[Stored items]

======

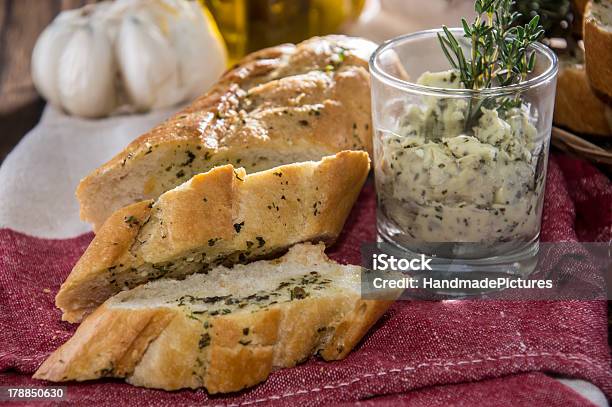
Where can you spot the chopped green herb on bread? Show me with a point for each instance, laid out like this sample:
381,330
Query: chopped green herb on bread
224,216
280,105
225,330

======

■ TASK STATEMENT ■
Write out every line of the records again, requests included, and multiply each point coordinate in the answers by 1.55, rounding to whole numbers with halves going up; leave the numbers in the requests and their format samples as they are. Omit the pictures.

■ ANSWER TO THIS EXERCISE ■
Where can you spot the chopped green herb on bread? Show me with a point for each instance, laid out like this sample:
381,330
Query: chopped green herb on bread
347,335
434,163
349,512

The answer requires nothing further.